*Complete the following*.
a - In the talk summary, what debt-to-GDP ratio is described as too high?
b - Print the part of the talk summary starting with "He said that the" and going on through "would ease back.".

*Excerpt to read*.
------------------------------
Last night the Young Icebreakers Committee were treated to a fascinating talk by former Minister Counsellor Zhou Xiaoming on the “New Normal”. We were hosted by our old friends the Bank of China and had a chance to visit their exhibition of 85 years of the Bank of China in London.
Minister Counsellor Zhou gave us good reasons why China was moving to a new normal of 6-7pc average growth over the next 10 years compared to 10pc growth in the previous 10 years. He felt the rate of growth would stay over 7pc for the current three years. But the trend is towards 6-7pc which is still a very fast expansion compared to all other nations.
He said that the cumulative effect of 7pc growth would produce a new UK economy every 3 years alone.
He said that too much credit had been issued to achieve this previous level of growth and too much state and local funds were being used to sustain growth with investment. This state and regional investment in infrastructure would continue at a lower level, because China had to build the new transport and communications infrastructure across Central and Western China, and the demands for infrastructure to support another 3-400 million moving into towns and cities. The demographic trend towards 200 million over 60 by 2020 also created costs which needed managing.
But a debt to gdp ratio of 250pc was too high and had to be eased down. This would mean that investment as a pc of GDP would ease back.
------------------------------
*Dataset*.
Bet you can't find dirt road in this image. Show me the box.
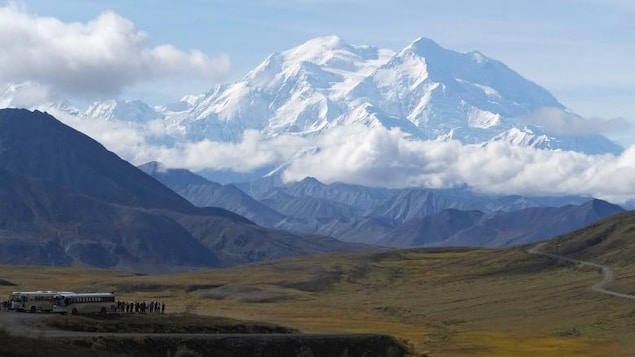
[527,242,635,300]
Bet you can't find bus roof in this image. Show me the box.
[56,292,115,297]
[11,290,74,295]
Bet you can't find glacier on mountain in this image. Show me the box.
[0,36,623,154]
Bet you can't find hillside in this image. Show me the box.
[140,163,623,248]
[542,211,635,266]
[0,109,352,271]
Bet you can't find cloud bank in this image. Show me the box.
[0,4,229,96]
[48,107,635,204]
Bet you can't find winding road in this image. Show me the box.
[527,242,635,300]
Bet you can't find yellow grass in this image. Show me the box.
[0,246,635,356]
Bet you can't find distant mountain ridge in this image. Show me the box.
[0,36,623,162]
[0,109,357,271]
[141,163,623,248]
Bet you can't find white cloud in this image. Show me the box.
[47,107,635,204]
[0,5,229,96]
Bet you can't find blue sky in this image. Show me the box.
[3,0,635,144]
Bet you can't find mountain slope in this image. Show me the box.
[0,36,623,157]
[149,36,622,153]
[0,109,353,270]
[542,211,635,266]
[139,162,284,227]
[0,109,193,212]
[435,200,624,247]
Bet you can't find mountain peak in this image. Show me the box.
[406,36,447,53]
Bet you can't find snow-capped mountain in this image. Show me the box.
[0,36,622,154]
[86,99,163,122]
[161,36,622,154]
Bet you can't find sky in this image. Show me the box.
[0,0,635,144]
[0,0,635,201]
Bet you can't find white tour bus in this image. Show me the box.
[53,293,117,315]
[9,290,71,312]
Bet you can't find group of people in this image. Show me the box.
[0,300,11,311]
[117,301,165,314]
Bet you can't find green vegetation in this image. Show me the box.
[39,314,298,334]
[0,209,635,356]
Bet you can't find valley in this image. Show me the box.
[0,235,635,356]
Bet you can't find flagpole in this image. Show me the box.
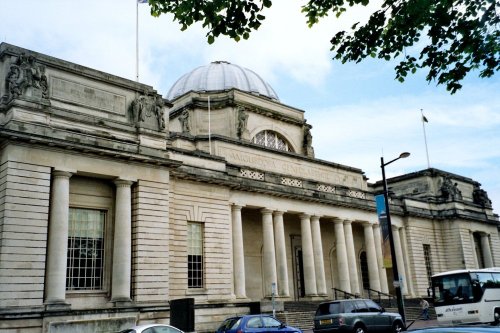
[420,109,431,169]
[135,0,139,82]
[208,96,212,155]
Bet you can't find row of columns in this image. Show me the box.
[232,205,398,298]
[45,171,132,305]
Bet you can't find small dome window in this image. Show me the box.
[252,130,293,151]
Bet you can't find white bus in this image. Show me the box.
[432,267,500,324]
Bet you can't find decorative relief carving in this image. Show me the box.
[51,77,126,116]
[347,190,366,199]
[316,184,335,193]
[130,94,166,131]
[281,177,302,187]
[1,53,49,103]
[240,169,264,180]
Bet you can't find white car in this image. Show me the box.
[120,324,184,333]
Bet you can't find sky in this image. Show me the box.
[0,0,500,214]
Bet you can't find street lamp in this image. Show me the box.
[380,152,410,323]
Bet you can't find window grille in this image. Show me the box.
[187,222,203,288]
[66,208,106,290]
[252,130,292,151]
[423,244,432,286]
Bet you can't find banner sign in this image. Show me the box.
[375,194,392,268]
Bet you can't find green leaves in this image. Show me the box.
[149,0,500,94]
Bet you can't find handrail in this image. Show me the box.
[332,288,359,299]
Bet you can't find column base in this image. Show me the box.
[44,301,71,311]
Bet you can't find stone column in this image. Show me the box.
[470,230,479,268]
[231,205,246,298]
[399,227,415,295]
[481,233,493,268]
[273,211,290,297]
[311,216,327,295]
[111,179,132,302]
[373,224,389,294]
[333,219,351,293]
[260,208,276,297]
[45,171,71,304]
[363,222,382,291]
[344,220,360,295]
[300,214,318,296]
[392,225,408,295]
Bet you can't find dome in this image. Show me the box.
[167,61,279,101]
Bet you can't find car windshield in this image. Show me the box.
[218,317,241,331]
[316,302,340,316]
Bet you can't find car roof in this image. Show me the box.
[127,324,182,332]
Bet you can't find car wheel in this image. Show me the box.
[353,325,366,333]
[392,321,404,333]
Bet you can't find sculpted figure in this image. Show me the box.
[238,108,248,139]
[154,95,165,130]
[179,110,190,133]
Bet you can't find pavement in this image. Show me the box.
[406,319,439,331]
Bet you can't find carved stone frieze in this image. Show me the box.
[1,53,49,104]
[130,94,166,132]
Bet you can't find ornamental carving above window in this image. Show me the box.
[252,130,293,152]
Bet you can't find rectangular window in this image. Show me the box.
[424,244,432,286]
[66,208,106,290]
[187,222,203,288]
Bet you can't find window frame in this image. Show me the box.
[186,221,206,291]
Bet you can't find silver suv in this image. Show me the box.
[314,299,406,333]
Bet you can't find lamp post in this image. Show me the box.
------------------------------
*Results of the exercise*.
a - A debt-to-GDP ratio of 250pc.

b -
He said that the cumulative effect of 7pc growth would produce a new UK economy every 3 years alone.
He said that too much credit had been issued to achieve this previous level of growth and too much state and local funds were being used to sustain growth with investment. This state and regional investment in infrastructure would continue at a lower level, because China had to build the new transport and communications infrastructure across Central and Western China, and the demands for infrastructure to support another 3-400 million moving into towns and cities. The demographic trend towards 200 million over 60 by 2020 also created costs which needed managing.
But a debt to gdp ratio of 250pc was too high and had to be eased down. This would mean that investment as a pc of GDP would ease back.